**THE EXERCISE**
Switch every "indicate" in the rows below to "mark", and leave everything else as it is.

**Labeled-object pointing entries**
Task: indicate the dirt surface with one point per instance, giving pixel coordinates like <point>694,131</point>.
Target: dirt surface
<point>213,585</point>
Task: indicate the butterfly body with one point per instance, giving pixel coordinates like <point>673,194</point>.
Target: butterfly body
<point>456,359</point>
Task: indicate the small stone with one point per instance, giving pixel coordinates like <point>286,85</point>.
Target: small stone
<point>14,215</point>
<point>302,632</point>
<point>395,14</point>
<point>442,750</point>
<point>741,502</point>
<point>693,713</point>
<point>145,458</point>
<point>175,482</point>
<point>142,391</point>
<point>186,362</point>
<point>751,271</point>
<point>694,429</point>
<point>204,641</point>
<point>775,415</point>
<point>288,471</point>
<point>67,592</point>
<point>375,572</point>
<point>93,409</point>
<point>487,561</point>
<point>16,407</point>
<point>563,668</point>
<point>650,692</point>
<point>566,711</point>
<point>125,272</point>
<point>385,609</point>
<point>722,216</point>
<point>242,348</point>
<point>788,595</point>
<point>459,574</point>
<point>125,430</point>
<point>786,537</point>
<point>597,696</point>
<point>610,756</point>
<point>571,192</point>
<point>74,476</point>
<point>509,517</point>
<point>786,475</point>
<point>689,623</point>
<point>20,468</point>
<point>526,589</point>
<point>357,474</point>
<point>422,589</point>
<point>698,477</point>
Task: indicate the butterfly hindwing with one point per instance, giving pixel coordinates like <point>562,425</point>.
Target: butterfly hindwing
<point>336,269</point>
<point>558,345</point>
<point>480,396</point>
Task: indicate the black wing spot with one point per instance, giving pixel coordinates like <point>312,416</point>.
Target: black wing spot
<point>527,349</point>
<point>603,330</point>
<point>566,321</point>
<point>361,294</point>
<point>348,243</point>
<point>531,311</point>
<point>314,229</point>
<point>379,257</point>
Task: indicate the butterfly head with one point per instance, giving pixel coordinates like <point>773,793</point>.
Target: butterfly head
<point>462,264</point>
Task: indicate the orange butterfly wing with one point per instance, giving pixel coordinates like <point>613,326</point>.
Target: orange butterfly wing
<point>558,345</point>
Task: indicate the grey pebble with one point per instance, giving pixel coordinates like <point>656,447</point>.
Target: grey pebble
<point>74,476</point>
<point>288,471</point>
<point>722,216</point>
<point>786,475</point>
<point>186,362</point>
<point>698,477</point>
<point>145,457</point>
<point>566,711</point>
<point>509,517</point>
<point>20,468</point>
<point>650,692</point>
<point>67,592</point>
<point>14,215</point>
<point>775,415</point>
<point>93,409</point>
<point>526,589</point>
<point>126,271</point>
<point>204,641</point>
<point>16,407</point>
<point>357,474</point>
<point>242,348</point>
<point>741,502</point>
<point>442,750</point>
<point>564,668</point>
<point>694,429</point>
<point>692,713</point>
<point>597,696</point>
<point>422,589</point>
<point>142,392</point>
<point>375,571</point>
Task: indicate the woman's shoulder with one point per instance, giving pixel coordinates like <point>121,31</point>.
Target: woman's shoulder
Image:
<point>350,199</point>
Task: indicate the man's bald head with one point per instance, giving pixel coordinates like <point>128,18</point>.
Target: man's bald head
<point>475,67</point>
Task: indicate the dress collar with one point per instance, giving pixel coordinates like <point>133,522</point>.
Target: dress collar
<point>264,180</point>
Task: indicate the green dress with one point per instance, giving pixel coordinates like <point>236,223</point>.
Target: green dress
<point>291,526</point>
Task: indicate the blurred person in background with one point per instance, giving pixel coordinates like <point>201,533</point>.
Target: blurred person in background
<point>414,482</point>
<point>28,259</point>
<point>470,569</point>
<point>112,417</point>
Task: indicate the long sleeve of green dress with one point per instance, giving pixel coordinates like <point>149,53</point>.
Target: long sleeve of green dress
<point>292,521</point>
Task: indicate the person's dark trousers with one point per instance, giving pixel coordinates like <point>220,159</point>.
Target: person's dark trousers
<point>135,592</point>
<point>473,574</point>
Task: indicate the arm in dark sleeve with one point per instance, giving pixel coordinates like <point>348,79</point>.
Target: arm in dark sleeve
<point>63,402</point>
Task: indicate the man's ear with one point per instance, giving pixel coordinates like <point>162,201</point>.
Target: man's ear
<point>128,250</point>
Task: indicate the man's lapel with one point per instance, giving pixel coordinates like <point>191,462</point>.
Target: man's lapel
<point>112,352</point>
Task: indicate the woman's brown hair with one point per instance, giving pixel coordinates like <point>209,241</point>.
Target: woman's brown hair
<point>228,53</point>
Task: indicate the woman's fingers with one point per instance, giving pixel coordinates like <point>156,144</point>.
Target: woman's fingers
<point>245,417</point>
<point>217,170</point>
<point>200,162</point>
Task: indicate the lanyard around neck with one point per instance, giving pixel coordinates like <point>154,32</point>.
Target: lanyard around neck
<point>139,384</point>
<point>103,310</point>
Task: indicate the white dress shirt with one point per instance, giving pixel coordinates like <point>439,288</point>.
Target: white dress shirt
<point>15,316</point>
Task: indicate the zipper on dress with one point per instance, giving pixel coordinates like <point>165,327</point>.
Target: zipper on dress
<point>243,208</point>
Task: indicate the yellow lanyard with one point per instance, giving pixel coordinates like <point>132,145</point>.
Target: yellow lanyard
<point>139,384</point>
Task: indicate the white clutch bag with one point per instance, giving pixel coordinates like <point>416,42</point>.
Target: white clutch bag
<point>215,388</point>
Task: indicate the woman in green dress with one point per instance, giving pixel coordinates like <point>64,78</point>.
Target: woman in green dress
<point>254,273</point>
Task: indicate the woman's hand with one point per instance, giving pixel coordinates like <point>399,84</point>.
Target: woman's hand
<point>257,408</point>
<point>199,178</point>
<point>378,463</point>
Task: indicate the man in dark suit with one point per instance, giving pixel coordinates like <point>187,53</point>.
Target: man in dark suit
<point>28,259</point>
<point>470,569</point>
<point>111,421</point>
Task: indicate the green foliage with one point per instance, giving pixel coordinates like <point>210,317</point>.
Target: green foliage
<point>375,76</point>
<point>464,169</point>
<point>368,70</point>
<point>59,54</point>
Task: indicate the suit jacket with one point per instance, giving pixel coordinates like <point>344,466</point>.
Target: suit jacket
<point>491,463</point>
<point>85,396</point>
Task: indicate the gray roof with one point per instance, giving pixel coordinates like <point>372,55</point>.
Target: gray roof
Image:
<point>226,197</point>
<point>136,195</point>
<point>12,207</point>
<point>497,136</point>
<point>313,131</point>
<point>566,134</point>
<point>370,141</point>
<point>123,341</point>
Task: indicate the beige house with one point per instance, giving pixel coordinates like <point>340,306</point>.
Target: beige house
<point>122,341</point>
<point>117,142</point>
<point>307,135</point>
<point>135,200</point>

**PROBLEM SOLUTION**
Task: mark the dirt surface with one point per instance, giving pixel coordinates like <point>694,131</point>.
Target: dirt surface
<point>213,585</point>
Task: mark the butterfly body with one point per instance, giving pixel coordinates like <point>673,194</point>.
Target: butterfly body
<point>456,359</point>
Task: mark the small stone with one point per instance, giving pixel coordinates like <point>286,85</point>.
Target: small stone
<point>14,215</point>
<point>302,632</point>
<point>395,14</point>
<point>442,750</point>
<point>741,502</point>
<point>693,713</point>
<point>145,458</point>
<point>175,482</point>
<point>142,391</point>
<point>186,362</point>
<point>751,271</point>
<point>694,429</point>
<point>204,641</point>
<point>775,415</point>
<point>288,471</point>
<point>67,592</point>
<point>375,572</point>
<point>93,409</point>
<point>487,561</point>
<point>16,407</point>
<point>563,668</point>
<point>650,692</point>
<point>566,711</point>
<point>125,272</point>
<point>385,609</point>
<point>722,216</point>
<point>242,348</point>
<point>788,595</point>
<point>459,574</point>
<point>125,430</point>
<point>786,537</point>
<point>597,696</point>
<point>610,756</point>
<point>571,192</point>
<point>74,476</point>
<point>509,517</point>
<point>786,475</point>
<point>689,623</point>
<point>20,468</point>
<point>526,589</point>
<point>357,474</point>
<point>422,589</point>
<point>698,477</point>
Task: mark the butterfly hindwing with one point per instance, giving pixel coordinates like <point>562,425</point>.
Target: butterfly hindwing
<point>336,269</point>
<point>558,345</point>
<point>480,396</point>
Task: mark the black wing spot with one point per instance, giving pixel coordinates like <point>312,416</point>.
Target: black wing spot
<point>527,349</point>
<point>603,330</point>
<point>566,321</point>
<point>361,294</point>
<point>348,243</point>
<point>531,311</point>
<point>314,229</point>
<point>379,257</point>
Task: mark the butterfly head with one point per instance, giving pixel coordinates like <point>773,793</point>.
Target: butterfly head
<point>462,264</point>
Task: mark the orange butterfly wing with one point per instance, giving pixel coordinates like <point>613,326</point>.
Target: orange butterfly wing
<point>558,345</point>
Task: mark the grey pebble with one point per instance, giving pixel coordinates like <point>656,447</point>.
Target: grey pebble
<point>74,476</point>
<point>288,471</point>
<point>722,216</point>
<point>786,475</point>
<point>186,362</point>
<point>698,477</point>
<point>145,457</point>
<point>566,711</point>
<point>509,517</point>
<point>20,468</point>
<point>650,692</point>
<point>67,592</point>
<point>14,215</point>
<point>775,415</point>
<point>93,409</point>
<point>526,589</point>
<point>126,271</point>
<point>204,641</point>
<point>16,407</point>
<point>357,474</point>
<point>242,348</point>
<point>741,502</point>
<point>442,750</point>
<point>564,668</point>
<point>694,429</point>
<point>692,713</point>
<point>597,696</point>
<point>422,589</point>
<point>142,392</point>
<point>375,571</point>
Task: mark the woman's shoulder with one point per instance, giving pixel coordinates like <point>121,31</point>.
Target: woman's shoulder
Image:
<point>350,199</point>
Task: mark the man's bald head with one point per instance, giving pixel coordinates like <point>128,18</point>.
Target: man's bald head
<point>475,67</point>
Task: mark the dress collar with one point per instance, giving pixel coordinates like <point>133,522</point>.
Target: dress collar
<point>264,180</point>
Task: mark the green dress with one point per instance, giving pixel coordinates like <point>236,223</point>.
Target: green dress
<point>291,526</point>
Task: mark the blurred person in background with one point per instance, giving pixel coordinates like <point>201,533</point>.
Target: blurred person in background
<point>414,482</point>
<point>28,259</point>
<point>470,569</point>
<point>112,417</point>
Task: mark the long sleeve of green dress with one point per instance, giving pixel coordinates like <point>149,53</point>.
Target: long sleeve of green dress
<point>292,521</point>
Task: mark the person's dark trousers with one point per instance, giving pixel coordinates like <point>220,159</point>.
Target: person's dark trousers
<point>135,592</point>
<point>473,574</point>
Task: mark the arm in dark sleeve with one point per instance, giving pixel coordinates like <point>348,79</point>.
Target: arm in dark sleeve
<point>63,402</point>
Task: mark the man's ear with one point per instance, giving pixel coordinates like <point>162,201</point>.
Target: man's ear
<point>128,250</point>
Task: mark the man's lapel with one point per instance, giving pixel coordinates like <point>191,462</point>.
Target: man's lapel
<point>112,352</point>
Task: mark the woman's brown hair with one point per instance, giving pixel coordinates like <point>209,241</point>.
Target: woman's brown hair
<point>228,53</point>
Task: mark the woman's fingers with one point per instance, giving pixel coordinates like <point>156,144</point>.
Target: woman's fingers
<point>245,417</point>
<point>217,170</point>
<point>200,162</point>
Task: mark the lanyard around neck with one point per instance, giving pixel coordinates like <point>154,32</point>.
Target: lanyard around neck
<point>139,384</point>
<point>103,310</point>
Task: mark the white dress shirt with one point per instance, giving pixel coordinates like <point>439,288</point>.
Target: white dress shirt
<point>15,316</point>
Task: mark the zipper on dress with one point per instance, giving pixel coordinates like <point>165,327</point>.
Target: zipper on dress
<point>243,208</point>
Task: mark the yellow lanyard with one point per instance, giving pixel coordinates like <point>132,145</point>.
Target: yellow lanyard
<point>139,384</point>
Task: mark the white clutch bag with one point per instance, giving pixel coordinates like <point>416,42</point>.
Target: white clutch bag
<point>215,388</point>
Task: mark the woman in green dress with one point per instance, giving pixel coordinates like <point>64,78</point>.
Target: woman in green dress
<point>254,273</point>
Task: mark the woman's hand with one point per instance, giving pixel coordinates like <point>399,84</point>.
Target: woman's hand
<point>257,408</point>
<point>199,178</point>
<point>378,463</point>
Task: mark the man in dark suit with one point per instance, giving pixel coordinates like <point>187,53</point>.
Target: man in dark suit
<point>28,259</point>
<point>470,569</point>
<point>111,421</point>
Task: mark the green foliage with one point per instance, giving pixel coordinates like <point>210,317</point>.
Target: green foliage
<point>375,76</point>
<point>464,169</point>
<point>368,70</point>
<point>59,54</point>
Task: mark the suit jacket with one point per instance, giving pixel coordinates like <point>344,466</point>.
Target: suit jacket
<point>491,463</point>
<point>85,396</point>
Task: mark the gray roof with one point per instance, giving pixel coordinates like <point>372,55</point>.
Target: gray roof
Image:
<point>226,197</point>
<point>136,195</point>
<point>12,207</point>
<point>497,136</point>
<point>313,131</point>
<point>566,134</point>
<point>370,141</point>
<point>123,341</point>
Task: mark the beige house with one point per instance, giving pixel coordinates like <point>340,306</point>.
Target: beige house
<point>122,341</point>
<point>117,142</point>
<point>307,135</point>
<point>135,200</point>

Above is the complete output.